GIVEN ENTRIES:
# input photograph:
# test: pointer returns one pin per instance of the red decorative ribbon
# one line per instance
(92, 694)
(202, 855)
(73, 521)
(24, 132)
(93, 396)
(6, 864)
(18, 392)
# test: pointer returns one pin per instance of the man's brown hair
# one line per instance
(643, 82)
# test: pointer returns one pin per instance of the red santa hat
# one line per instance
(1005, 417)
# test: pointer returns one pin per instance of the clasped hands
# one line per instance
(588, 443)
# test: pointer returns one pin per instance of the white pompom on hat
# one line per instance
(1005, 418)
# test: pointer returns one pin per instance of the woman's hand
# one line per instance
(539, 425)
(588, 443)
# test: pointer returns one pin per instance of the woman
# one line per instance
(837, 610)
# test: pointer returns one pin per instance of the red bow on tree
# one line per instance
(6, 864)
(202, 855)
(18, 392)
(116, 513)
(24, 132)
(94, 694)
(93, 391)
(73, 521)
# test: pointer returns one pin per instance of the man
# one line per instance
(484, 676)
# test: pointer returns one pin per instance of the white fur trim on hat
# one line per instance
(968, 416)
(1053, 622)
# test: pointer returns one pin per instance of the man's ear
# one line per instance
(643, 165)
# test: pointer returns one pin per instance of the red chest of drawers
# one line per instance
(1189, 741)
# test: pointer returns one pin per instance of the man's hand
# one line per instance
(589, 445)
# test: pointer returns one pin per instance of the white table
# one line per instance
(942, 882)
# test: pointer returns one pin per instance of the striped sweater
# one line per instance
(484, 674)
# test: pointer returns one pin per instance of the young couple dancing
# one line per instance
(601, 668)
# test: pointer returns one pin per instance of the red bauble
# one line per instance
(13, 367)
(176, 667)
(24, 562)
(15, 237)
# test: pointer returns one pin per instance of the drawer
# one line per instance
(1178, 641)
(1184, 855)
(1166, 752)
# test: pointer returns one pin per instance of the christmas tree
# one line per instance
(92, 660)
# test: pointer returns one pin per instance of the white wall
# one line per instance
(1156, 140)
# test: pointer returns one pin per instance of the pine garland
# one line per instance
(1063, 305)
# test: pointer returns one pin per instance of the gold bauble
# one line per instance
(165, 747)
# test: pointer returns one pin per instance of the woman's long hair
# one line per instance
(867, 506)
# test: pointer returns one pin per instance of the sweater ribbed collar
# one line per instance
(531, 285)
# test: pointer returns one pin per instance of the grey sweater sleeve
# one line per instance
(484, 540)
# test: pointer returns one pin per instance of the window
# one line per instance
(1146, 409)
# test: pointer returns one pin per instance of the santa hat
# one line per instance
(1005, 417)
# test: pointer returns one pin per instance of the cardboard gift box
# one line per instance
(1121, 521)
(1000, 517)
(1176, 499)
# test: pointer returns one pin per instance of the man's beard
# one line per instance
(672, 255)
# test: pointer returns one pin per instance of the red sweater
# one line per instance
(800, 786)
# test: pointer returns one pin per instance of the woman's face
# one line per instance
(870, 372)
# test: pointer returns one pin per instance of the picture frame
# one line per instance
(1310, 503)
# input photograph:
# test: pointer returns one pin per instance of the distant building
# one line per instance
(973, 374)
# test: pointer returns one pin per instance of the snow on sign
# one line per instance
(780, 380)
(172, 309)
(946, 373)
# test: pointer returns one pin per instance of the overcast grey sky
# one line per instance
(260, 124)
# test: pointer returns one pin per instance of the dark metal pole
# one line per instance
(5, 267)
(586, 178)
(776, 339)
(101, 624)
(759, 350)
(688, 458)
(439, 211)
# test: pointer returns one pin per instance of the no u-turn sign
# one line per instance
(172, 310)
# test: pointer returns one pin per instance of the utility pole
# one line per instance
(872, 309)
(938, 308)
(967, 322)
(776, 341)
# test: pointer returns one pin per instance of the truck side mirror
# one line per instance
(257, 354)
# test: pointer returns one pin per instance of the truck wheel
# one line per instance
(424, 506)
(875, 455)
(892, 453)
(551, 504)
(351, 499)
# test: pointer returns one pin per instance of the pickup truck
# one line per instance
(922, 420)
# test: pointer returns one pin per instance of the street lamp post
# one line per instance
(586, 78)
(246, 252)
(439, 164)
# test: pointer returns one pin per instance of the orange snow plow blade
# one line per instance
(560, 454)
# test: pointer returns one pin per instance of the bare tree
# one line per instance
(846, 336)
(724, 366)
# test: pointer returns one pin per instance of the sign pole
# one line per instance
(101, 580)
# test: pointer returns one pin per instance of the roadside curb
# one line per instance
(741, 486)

AIM OF THE TASK:
Copy all of the records above line for line, with no changes.

EXERCISE OUTPUT:
# input photograph:
# test: pointer returns one pin per instance of the red decorative ribbon
# one line per instance
(92, 694)
(202, 855)
(73, 521)
(24, 132)
(93, 396)
(6, 864)
(18, 392)
# test: pointer returns one pin per instance of the man's brown hair
# one line per instance
(643, 82)
# test: pointer returns one pin per instance of the red santa hat
# one line per instance
(1005, 417)
# test: pointer returns one pin per instance of the clasped hands
# one line per instance
(588, 443)
# test: pointer returns one pin per instance of the white pompom on hat
# one line per instance
(1005, 418)
# test: pointer returns one pin per instance of the woman's hand
# one line per instance
(539, 425)
(588, 443)
# test: pointer returns one pin per instance of the woman
# one line per instance
(837, 610)
# test: pointer returns one pin per instance of the red bow on tree
# one line per instance
(6, 864)
(202, 855)
(18, 392)
(116, 513)
(24, 132)
(94, 694)
(93, 391)
(73, 521)
# test: pointer returns one pin per instance of the man
# one line per instance
(484, 676)
# test: pointer returns one pin per instance of the white fur trim on hat
# one line per instance
(968, 416)
(1053, 622)
# test: pointer returns one pin per instance of the man's ear
# one line per instance
(643, 165)
# test: pointer returns one pin per instance of the red chest of drawers
# one line per instance
(1189, 741)
# test: pointer returns one pin per instance of the man's hand
# one line per instance
(589, 445)
# test: pointer returns one pin per instance of the white table
# one line per instance
(942, 882)
# test: pointer returns one pin per instance of the striped sweater
# one line per instance
(484, 674)
# test: pointer returns one pin per instance of the young couple dancing
# one line per instance
(601, 668)
# test: pointer returns one pin per instance of the red bauble
# one line per instance
(13, 367)
(176, 667)
(24, 562)
(15, 237)
# test: pointer returns one pin per instance of the drawer
# one line per instance
(1178, 641)
(1184, 855)
(1166, 752)
# test: pointer returns one pin per instance of the christmas tree
# one line per instance
(92, 660)
# test: pointer returns one pin per instance of the white wall
# one line per instance
(1156, 140)
# test: pointer returns one pin per instance of the pine garland
# one line per instance
(1063, 305)
# test: pointer returns one pin per instance of the gold bauble
# one line per instance
(165, 747)
# test: pointer returns one pin per instance of the woman's long hair
# one line per instance
(867, 506)
# test: pointer returns one pin per instance of the sweater ribbed collar
# one line per instance
(531, 285)
# test: pointer returns one pin per instance of the grey sweater sleeve
# one line per instance
(484, 540)
# test: pointer returns one pin per instance of the window
# one line per instance
(1146, 409)
# test: pointer returns one pin per instance of the santa hat
# one line per instance
(1005, 417)
# test: pointer returns one pin per instance of the cardboard gift box
# one line per instance
(1121, 521)
(1000, 517)
(1176, 499)
# test: pointer returns one pin per instance of the man's beard
# one line per instance
(672, 255)
# test: pointer returns one pin per instance of the red sweater
# one line per instance
(800, 786)
# test: pointer returns one pin per instance of the woman's face
# one line per instance
(870, 372)
# test: pointer returns one pin per instance of the picture frame
# one line per instance
(1310, 503)
# input photograph:
# test: pointer returns one pin per instance of the distant building
# one line per instance
(973, 374)
# test: pointer returns one pin per instance of the snow on sign
# one line per instance
(780, 380)
(172, 309)
(946, 373)
# test: pointer returns one pin per instance of the overcast grey sky
# one line per instance
(260, 124)
# test: pointer returns one pin per instance of the dark metal pole
# one line per instance
(5, 267)
(586, 178)
(776, 339)
(101, 624)
(759, 350)
(688, 458)
(439, 211)
# test: pointer returns one pin per instance of the no u-turn sign
# one line per instance
(172, 310)
# test: pointer returns one pin per instance of the utility pole
# one line per instance
(872, 309)
(938, 308)
(967, 322)
(776, 341)
# test: pointer returns one pin per instance of the truck side mirror
# one line per instance
(257, 354)
# test: pointer returns one pin per instance of the truck wheel
# one line per instance
(424, 506)
(875, 455)
(892, 453)
(551, 504)
(351, 499)
# test: pointer returns one pin per instance of the pickup truck
# one line per instance
(922, 420)
# test: pointer returns one pin per instance of the street lamp post
# one line per instance
(586, 78)
(246, 252)
(439, 164)
# test: pointer returns one pin per instance of the orange snow plow blade
# one line per instance
(560, 454)
# test: pointer returns one pin per instance of the bare tree
# one line per instance
(846, 336)
(724, 366)
# test: pointer returns one pin per instance of the sign pole
# one line per instance
(101, 580)
# test: pointer returns one pin per instance of the roadside curb
# one line per instance
(741, 486)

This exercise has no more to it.